[Source records start]

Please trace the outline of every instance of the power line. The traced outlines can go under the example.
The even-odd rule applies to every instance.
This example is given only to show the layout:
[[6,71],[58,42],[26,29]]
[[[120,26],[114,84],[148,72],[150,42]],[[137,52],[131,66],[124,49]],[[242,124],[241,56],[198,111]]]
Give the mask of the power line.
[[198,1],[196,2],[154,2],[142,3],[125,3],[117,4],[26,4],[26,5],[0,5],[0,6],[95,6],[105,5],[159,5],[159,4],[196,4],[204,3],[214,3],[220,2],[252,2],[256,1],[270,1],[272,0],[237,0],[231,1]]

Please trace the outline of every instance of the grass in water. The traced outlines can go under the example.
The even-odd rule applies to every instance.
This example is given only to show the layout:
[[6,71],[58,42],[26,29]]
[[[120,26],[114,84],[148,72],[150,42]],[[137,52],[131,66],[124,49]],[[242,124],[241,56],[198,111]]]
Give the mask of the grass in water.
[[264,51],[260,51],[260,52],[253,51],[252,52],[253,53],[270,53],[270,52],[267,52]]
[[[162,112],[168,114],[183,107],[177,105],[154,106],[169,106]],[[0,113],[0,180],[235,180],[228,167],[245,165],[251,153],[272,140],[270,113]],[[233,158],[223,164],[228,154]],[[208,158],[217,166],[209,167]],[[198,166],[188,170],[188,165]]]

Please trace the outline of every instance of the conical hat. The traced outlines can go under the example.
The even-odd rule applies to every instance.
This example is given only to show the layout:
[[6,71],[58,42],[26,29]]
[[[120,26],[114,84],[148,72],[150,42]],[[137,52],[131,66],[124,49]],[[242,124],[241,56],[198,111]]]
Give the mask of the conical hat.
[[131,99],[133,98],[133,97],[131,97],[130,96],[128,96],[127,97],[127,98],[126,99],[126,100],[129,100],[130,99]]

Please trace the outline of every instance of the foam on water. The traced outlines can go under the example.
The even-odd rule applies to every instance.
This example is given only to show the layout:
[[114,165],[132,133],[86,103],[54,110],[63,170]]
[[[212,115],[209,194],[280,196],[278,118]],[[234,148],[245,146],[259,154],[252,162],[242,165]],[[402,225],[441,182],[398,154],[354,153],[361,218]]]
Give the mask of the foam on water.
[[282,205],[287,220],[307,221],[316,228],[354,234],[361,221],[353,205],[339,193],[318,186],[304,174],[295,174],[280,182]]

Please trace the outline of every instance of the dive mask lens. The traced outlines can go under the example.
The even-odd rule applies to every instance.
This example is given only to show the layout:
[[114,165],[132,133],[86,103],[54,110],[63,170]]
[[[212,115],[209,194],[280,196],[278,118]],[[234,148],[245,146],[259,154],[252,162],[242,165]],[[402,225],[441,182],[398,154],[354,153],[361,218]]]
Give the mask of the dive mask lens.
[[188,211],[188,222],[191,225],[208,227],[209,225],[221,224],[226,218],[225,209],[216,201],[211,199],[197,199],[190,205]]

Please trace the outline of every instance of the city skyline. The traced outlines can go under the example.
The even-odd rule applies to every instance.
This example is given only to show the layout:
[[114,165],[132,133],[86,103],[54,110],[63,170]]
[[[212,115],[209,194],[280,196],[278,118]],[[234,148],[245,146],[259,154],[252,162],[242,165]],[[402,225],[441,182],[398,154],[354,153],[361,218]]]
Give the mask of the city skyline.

[Source records end]

◆ Written exercise ◆
Return each line of the entries above that contains the string "grass".

◆ Full answer ◆
Please trace the outline of every instance of the grass in water. The traced outlines can go under the example.
Give the mask of the grass in water.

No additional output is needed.